-------- Extracted records
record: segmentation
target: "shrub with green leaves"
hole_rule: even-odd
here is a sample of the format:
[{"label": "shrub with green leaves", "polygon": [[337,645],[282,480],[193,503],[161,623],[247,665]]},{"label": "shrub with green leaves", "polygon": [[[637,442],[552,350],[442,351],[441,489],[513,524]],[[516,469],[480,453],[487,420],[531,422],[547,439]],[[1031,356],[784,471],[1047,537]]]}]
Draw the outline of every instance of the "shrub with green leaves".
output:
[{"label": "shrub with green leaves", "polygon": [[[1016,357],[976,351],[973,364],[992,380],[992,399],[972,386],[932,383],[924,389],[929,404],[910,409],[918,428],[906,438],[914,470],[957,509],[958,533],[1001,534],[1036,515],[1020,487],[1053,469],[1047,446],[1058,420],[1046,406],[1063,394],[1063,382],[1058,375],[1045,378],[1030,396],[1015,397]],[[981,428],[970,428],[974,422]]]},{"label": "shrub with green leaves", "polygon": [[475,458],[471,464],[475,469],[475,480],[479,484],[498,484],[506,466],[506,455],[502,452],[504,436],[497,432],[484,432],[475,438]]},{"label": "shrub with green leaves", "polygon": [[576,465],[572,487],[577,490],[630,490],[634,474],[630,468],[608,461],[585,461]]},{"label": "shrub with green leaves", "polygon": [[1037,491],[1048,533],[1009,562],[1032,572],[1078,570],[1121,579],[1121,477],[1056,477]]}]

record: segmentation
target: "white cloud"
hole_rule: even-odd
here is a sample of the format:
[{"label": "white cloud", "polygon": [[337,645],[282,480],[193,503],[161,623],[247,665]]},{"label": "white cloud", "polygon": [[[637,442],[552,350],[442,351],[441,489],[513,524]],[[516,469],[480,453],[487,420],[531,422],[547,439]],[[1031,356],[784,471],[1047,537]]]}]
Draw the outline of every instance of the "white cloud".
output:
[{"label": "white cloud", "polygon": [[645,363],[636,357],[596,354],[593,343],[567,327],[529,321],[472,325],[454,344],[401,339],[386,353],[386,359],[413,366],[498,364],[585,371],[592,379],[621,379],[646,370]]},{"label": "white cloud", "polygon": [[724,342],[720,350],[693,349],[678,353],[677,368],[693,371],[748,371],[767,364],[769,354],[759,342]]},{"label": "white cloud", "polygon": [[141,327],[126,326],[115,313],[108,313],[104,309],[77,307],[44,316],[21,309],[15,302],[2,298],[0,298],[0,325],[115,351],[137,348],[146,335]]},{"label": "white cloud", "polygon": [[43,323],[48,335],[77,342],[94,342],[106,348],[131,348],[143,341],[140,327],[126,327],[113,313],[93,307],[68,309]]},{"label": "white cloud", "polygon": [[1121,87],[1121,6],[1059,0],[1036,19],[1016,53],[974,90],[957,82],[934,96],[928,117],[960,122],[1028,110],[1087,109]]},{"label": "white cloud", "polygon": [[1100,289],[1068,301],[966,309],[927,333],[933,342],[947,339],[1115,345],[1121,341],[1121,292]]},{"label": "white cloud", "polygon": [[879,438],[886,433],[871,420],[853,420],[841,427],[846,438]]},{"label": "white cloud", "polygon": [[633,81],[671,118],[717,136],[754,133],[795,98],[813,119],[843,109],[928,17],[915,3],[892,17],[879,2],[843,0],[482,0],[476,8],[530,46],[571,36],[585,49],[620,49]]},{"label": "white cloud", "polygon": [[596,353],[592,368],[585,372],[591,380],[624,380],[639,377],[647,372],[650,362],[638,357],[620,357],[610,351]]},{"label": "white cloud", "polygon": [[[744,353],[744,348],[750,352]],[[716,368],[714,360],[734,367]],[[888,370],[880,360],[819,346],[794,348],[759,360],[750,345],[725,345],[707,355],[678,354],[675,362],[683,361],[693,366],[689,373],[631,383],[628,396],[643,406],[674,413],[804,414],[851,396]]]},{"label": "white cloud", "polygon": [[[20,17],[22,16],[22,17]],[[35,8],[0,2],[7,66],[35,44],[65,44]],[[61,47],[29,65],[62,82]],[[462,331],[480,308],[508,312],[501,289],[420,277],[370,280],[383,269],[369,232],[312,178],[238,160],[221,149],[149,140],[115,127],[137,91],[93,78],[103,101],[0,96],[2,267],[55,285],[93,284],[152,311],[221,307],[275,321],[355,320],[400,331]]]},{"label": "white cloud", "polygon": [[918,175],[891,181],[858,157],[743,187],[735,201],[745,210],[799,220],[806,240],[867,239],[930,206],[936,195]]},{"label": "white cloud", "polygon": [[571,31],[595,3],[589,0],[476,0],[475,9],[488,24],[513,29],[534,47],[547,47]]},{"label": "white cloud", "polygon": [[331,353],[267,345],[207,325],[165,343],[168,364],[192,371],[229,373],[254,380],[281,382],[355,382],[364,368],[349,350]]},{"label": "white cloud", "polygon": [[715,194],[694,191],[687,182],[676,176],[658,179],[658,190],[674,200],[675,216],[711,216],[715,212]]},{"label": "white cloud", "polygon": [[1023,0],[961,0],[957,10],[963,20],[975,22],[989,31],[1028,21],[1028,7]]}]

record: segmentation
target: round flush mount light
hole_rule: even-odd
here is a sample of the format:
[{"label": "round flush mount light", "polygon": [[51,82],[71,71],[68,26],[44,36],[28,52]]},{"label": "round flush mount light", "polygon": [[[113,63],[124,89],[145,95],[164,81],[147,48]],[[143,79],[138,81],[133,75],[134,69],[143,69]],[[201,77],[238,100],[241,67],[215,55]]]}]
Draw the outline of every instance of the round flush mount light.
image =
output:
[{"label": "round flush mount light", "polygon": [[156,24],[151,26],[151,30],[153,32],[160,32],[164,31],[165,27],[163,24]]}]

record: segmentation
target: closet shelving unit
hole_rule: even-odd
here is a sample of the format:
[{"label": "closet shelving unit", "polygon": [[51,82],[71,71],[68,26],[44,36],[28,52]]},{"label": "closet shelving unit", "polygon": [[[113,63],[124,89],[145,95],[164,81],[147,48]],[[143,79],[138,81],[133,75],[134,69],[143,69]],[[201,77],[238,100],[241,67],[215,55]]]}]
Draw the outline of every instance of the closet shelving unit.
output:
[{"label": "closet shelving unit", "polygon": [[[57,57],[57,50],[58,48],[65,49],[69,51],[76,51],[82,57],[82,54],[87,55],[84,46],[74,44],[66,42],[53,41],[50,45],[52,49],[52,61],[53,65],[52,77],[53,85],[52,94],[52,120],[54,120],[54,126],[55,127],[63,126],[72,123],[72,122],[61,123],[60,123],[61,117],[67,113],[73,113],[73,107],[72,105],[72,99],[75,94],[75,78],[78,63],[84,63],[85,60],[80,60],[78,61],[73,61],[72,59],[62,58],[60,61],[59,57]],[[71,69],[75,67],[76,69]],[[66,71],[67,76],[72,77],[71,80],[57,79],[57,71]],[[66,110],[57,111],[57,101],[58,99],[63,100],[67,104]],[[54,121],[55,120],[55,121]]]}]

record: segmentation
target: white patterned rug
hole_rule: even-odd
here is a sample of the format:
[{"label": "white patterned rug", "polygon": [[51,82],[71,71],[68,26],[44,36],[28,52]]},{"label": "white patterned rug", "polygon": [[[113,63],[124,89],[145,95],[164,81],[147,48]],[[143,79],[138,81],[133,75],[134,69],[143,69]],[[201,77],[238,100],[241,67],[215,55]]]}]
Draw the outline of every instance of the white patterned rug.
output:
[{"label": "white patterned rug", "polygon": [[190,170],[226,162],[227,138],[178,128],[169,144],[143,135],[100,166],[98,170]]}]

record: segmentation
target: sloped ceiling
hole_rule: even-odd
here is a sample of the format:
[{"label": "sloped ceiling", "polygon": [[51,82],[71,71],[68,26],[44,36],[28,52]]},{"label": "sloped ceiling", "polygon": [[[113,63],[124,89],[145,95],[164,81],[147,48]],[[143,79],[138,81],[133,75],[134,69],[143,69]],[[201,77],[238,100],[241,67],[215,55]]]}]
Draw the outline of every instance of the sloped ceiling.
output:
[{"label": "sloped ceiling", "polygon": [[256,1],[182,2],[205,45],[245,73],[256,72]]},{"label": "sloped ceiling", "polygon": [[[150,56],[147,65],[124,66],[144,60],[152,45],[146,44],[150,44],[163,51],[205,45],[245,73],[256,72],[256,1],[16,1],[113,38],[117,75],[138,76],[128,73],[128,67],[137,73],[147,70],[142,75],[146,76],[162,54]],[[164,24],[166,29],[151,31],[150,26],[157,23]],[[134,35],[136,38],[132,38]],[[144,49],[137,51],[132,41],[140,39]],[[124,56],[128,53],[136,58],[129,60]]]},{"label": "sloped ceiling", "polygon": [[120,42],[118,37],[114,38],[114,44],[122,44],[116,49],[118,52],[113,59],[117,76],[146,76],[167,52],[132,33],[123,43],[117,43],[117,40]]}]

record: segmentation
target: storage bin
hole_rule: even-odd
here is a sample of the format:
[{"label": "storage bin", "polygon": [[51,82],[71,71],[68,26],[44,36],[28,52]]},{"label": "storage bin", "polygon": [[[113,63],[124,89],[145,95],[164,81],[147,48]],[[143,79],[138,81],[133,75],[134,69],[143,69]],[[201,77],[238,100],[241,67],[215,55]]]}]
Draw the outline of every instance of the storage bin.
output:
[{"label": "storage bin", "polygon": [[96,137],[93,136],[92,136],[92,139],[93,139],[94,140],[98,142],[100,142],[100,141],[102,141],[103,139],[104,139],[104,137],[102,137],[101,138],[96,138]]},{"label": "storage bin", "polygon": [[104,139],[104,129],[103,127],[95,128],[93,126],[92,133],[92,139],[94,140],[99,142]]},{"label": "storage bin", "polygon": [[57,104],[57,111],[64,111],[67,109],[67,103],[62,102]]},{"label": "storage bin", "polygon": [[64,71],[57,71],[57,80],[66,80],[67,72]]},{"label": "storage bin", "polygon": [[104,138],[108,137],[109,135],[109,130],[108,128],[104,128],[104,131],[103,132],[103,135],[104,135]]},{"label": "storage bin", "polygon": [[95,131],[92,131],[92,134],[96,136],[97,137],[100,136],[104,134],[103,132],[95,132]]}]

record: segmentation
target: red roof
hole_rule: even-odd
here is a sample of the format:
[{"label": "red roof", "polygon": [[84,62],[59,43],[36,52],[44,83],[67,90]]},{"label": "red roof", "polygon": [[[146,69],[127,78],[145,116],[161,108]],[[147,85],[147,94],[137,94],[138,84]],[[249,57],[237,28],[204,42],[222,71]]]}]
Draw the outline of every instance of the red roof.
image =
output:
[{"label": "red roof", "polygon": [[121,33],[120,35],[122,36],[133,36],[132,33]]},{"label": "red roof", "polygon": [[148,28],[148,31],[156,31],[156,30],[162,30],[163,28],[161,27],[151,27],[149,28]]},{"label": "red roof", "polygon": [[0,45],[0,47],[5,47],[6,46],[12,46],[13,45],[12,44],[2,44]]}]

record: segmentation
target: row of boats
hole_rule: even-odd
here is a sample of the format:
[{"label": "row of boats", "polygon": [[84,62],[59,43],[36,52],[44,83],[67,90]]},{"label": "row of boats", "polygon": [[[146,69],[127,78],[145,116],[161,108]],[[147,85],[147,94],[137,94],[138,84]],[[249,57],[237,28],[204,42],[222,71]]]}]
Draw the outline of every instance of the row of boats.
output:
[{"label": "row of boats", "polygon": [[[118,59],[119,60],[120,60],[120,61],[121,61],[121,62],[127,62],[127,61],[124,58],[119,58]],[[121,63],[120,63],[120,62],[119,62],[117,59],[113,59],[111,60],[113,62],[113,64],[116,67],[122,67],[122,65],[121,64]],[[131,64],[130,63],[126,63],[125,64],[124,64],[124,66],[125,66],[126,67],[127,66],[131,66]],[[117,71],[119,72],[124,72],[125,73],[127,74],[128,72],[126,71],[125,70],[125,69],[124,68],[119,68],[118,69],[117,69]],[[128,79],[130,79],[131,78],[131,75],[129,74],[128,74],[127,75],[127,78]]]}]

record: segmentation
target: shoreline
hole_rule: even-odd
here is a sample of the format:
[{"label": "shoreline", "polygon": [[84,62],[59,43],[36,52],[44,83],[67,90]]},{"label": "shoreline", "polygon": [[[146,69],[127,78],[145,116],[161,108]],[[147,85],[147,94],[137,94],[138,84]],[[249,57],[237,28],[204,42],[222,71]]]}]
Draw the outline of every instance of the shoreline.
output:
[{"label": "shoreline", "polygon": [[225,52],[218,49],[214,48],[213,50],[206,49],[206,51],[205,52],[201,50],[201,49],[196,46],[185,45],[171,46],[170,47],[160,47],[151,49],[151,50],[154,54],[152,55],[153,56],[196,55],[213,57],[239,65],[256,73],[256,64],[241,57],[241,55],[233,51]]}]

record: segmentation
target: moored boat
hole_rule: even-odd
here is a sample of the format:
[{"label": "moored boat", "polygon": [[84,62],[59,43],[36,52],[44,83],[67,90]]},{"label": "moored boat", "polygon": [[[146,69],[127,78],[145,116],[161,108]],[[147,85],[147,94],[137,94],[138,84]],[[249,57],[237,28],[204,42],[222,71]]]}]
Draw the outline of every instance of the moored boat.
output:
----------------
Report every line in the entries above that contains the word "unit".

• _Output of the task_:
target: closet shelving unit
[{"label": "closet shelving unit", "polygon": [[51,82],[71,71],[68,26],[44,36],[28,52]]},{"label": "closet shelving unit", "polygon": [[[113,63],[124,89],[145,95],[164,81],[147,48]],[[143,79],[138,81],[133,75],[134,69],[143,69]],[[201,77],[238,100],[241,67],[215,55]]]}]
Draw the outline of every instance of the closet shelving unit.
[{"label": "closet shelving unit", "polygon": [[[57,57],[57,50],[58,48],[65,49],[69,51],[76,51],[82,57],[82,54],[87,55],[84,46],[74,44],[66,42],[53,41],[50,45],[52,49],[52,61],[53,65],[52,77],[53,85],[52,94],[52,120],[54,120],[54,126],[55,127],[63,126],[72,123],[72,122],[61,123],[60,123],[61,117],[67,113],[73,113],[73,107],[72,105],[72,99],[75,94],[75,78],[78,63],[84,63],[85,60],[80,60],[78,61],[73,61],[72,59],[62,58],[60,61],[59,57]],[[71,69],[75,67],[76,69]],[[66,71],[67,76],[72,77],[71,80],[57,79],[57,71]],[[66,110],[57,111],[57,101],[58,99],[63,100],[67,104]],[[54,121],[55,120],[55,121]]]}]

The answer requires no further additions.